__Supplied material__:
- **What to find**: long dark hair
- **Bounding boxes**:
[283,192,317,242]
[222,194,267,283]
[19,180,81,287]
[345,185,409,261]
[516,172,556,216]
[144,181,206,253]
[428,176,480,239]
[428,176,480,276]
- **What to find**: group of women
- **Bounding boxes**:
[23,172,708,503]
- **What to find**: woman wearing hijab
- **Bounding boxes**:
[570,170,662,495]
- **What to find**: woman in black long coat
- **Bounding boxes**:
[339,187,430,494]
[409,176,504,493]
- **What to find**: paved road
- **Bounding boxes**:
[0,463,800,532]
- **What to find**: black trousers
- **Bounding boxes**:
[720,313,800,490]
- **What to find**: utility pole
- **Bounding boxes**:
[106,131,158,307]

__Exercise goal__:
Which lines in the records above contain the word "find", with case counting? List each of those lines in full.

__Output below__:
- **What to find**: long dark hair
- **What to find**: group of women
- **What to find**: woman wearing hijab
- **What to find**: woman in black long coat
- **What to find**: paved road
- **What to find**: black trousers
- **What to find**: utility pole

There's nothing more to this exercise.